Set of tasks ->
a. In the hypertension review abstract, begin at the words "Monique Cernota, Eric" and stop after "of organ damage.". Copy that span with "awareness" switched to "recognition".
b. According to the hypertension review abstract, how many participants did the included studies have altogether?
c. List the low-cost interventions that the Conclusions section of the hypertension review abstract names for improving BP control.

Passage ->
++++++++

Non-pharmacological interventions to achieve blood pressure control in African patients : a systematic review

Monique Cernota, Eric Kröber, Tamiru Demeke, Thomas Frese, Sefonias Getachew, Eva Johanna Kantelhardt, Susanne Unverzagt

Keywords: systematic review, Africa, hypertension, raised blood pressure, non-pharmacological interventions, randomized controlled trials

Background:

Prevalence of hypertension is still rising in many African countries. However, the awareness remains low, hindering adequate screening, treatment and adherence to lower the long-term risk of organ damage.

Research questions:

This systematic review aimed to evaluate evidence on non-pharmacological strategies to decrease blood pressure (BP) in hypertensive patients from African countries.

Method:

We performed a systematic review (CRD42018075062) and searched Medline, Central, CINAHL and study registers until June 23, 2020 for randomized studies on interventions to decrease BP of patients with hypertension in African countries. We assessed the study quality using the Cochrane risk of bias tool and calculated random-effects meta-analyses for non-pharmacological interventions on BP.

Results:

A total of 5564 references were identified, of them 24 studies with altogether 18,376 participants from six African countries were included. These studies investigated educational strategies to improve adherence of patients (12 studies) and their treatment by health care professionals (5 studies), individualized treatment strategies (2 studies) and strategies to change lifestyle via enhanced physical activity (4 studies) or modified nutrition (1 study). Nearly all studies on educational strategies stated improved knowledge and adherence of patients, but only three studies showed a clinically relevant benefit on BP control. All studies on individualized strategies (renin/aldosterone profile; chronotherapy) and lifestyle behavior change (e.g. training programs, reduced salt consumption) resulted in clinically relevant effects on BP.

Conclusions:

The identified studies offer effective low-cost interventions including education, task shifting strategies, individualized treatment and lifestyle modifications to improve BP control. All strategies were tested in African countries and can be used for recommendations in evidence-based guidelines on hypertension in African settings.

Points for discussion:

Available studies concentrate in urban areas of few African countries, which limits the generalizability of the results.

Internal validity might be restricted due to the partial unfeasibility of double-blinding.

++++++++

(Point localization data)
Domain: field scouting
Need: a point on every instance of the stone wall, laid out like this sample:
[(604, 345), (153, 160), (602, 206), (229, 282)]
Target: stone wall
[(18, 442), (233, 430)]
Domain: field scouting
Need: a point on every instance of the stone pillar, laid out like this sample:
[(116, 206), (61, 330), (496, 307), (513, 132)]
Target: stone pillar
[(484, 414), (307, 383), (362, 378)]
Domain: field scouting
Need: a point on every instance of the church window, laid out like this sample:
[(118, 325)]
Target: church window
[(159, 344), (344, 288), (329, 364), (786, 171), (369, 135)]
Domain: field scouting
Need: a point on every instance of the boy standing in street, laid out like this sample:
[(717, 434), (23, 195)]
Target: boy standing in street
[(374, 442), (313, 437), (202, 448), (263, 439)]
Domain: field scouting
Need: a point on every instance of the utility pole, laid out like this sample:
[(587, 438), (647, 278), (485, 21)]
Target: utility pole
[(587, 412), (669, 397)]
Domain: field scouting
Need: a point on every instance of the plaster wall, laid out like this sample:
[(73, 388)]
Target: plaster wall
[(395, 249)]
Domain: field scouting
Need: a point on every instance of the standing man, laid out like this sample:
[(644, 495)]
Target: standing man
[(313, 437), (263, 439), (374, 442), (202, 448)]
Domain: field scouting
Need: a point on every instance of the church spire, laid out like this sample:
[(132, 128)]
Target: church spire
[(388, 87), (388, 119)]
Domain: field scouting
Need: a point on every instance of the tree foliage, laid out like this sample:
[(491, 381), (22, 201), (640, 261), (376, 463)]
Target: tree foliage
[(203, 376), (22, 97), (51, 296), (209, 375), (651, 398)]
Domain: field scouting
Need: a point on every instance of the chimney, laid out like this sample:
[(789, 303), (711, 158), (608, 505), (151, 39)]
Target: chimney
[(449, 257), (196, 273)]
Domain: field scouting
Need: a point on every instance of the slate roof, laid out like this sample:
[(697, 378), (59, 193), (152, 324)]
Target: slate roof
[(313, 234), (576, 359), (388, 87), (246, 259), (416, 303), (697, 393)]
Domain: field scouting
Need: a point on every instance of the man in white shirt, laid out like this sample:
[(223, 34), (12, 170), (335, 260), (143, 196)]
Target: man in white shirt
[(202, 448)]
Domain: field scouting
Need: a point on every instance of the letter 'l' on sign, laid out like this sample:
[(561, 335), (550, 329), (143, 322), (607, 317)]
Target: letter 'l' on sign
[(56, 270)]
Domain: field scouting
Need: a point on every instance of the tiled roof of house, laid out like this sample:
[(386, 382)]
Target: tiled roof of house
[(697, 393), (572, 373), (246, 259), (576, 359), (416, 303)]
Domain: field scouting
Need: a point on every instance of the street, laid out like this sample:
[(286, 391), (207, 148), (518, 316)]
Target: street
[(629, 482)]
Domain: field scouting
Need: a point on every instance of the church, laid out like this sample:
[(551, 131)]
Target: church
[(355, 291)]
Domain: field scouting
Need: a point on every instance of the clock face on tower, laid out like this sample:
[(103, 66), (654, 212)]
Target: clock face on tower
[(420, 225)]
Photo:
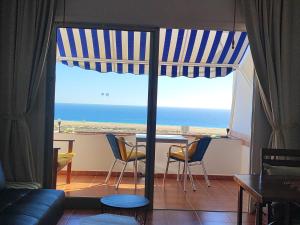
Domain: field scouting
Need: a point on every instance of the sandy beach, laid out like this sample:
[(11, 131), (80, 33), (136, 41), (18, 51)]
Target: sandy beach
[(93, 127)]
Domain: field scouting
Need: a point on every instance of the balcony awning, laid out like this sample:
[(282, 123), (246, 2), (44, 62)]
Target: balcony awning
[(182, 52)]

++++++++

Numbered responses ->
a.
Monique Cernota, Eric Kröber, Tamiru Demeke, Thomas Frese, Sefonias Getachew, Eva Johanna Kantelhardt, Susanne Unverzagt

Keywords: systematic review, Africa, hypertension, raised blood pressure, non-pharmacological interventions, randomized controlled trials

Background:

Prevalence of hypertension is still rising in many African countries. However, the recognition remains low, hindering adequate screening, treatment and adherence to lower the long-term risk of organ damage.

b. 18,376 participants

c. Education, task shifting strategies, individualized treatment, lifestyle modifications